(SOURCE TEXT):
Visibly different

Arun Elassery

Shishuvan is a large school with over a thousand students in a very busy part of Mumbai. It looks like any other bustling ‘mainstream’ school when you walk in. Look a little closer and the differences start becoming visible. Boys and girls both wear the same uniform – a very comfortable looking style of yellow half-sleeved kurta and green pants. Dig a little deeper and you discover that the uniform is made of khadi that is spun at a women’s cooperative.

About the uniform, the Shishuvan website says:
The pant and kurta are worn by boys and girls, establishing their status as a STUDENT rather than emphasizing their gender and giving the girls the same sense of freedom as the boys in their ability to sit, exercise, run and climb.

The design provides maximum coverage to the body, keeping away harsh sunlight, mosquitoes, and lending itself to rural field visits wherein children walk through grass. Over time, there develops a certain comfort with looking and feeling Indian.

I thought that was pretty remarkable.

They were having a busy day, but I got to speak to Neha Chheda the director of the school and Shubhadra Shenoy the principal. What I will do now is to share some of the things they told me about the structure of the school and its uniqueness.

(MATERIAL SHOWN):
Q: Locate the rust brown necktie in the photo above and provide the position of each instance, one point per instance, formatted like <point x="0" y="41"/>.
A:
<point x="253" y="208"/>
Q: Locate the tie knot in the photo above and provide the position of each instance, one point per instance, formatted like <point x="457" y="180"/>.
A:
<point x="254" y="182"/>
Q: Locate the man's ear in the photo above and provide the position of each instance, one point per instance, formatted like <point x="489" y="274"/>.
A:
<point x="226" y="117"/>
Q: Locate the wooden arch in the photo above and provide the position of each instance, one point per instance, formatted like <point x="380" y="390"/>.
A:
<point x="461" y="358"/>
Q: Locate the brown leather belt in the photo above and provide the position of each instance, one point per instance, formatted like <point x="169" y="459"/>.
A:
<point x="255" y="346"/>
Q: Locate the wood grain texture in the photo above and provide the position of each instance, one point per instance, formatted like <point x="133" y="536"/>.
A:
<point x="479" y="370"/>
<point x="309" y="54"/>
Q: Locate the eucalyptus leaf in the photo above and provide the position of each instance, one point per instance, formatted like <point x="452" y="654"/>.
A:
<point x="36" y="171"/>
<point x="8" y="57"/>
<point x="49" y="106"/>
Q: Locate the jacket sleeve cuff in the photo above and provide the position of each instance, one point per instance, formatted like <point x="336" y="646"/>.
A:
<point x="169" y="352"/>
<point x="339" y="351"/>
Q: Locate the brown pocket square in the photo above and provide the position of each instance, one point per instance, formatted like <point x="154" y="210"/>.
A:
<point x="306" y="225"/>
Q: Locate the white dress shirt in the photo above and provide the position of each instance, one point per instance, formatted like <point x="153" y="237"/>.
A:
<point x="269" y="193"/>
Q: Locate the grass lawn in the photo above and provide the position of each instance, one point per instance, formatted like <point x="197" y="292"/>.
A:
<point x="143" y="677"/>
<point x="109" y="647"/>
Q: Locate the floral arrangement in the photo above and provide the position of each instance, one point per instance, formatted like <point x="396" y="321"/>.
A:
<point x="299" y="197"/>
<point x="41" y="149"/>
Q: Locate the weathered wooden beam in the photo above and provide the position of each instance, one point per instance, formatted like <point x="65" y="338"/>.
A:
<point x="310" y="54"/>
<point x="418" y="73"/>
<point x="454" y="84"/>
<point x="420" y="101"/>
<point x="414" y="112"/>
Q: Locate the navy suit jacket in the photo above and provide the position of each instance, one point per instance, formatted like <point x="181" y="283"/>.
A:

(WHAT YOU NEED TO DO):
a) In the article about Shishuvan school, list the activities the school website says the uniform lets girls do with the same freedom as boys.
b) Write a continuation of the article about Shishuvan school, starting after its final sentence.

(FINAL RESULTS):
a) Sit, exercise, run, and climb.

b)
Preschool-Nursery, Junior KG and Senior KG – The children learn by going outside the classroom or by bringing the outside into the classroom. The class teacher moves up with her children.

Primary-Standards I to IV – The children learn through hands-on activities. The same teacher moves up with her class.

Middle school-Standards V to VII – All children become part of the school council where they get a voice to discuss and solve daily issues. The children also create their own syllabus and track their learning. The class teacher spends the full day with her class.

High school-Standards VIII to X – The children participate in the school parliament where they work with their teachers to actually run the school. The 10 ministries include such intriguing ones as Law and Justice, Labour and External Affairs. A vocational program in the high school lets children decide what they want to do later in life.

Extending from their uniform the school also has a khadi curriculum. The children learn to understand and appreciate the skilled effort that has gone into the production of the khadi in their uniform by learning spinning and weaving.

Most alternative schools consciously limit their size to not dilute their difference. The logic goes that the larger the school the larger the effort on managing it and hence lesser the focus on the essentials of education. Shishuvan is a wonderful example of how a large school can stick to its principles and practices and not get drowned in its bureaucracy. And from what I saw on my visit, they have a good thing going.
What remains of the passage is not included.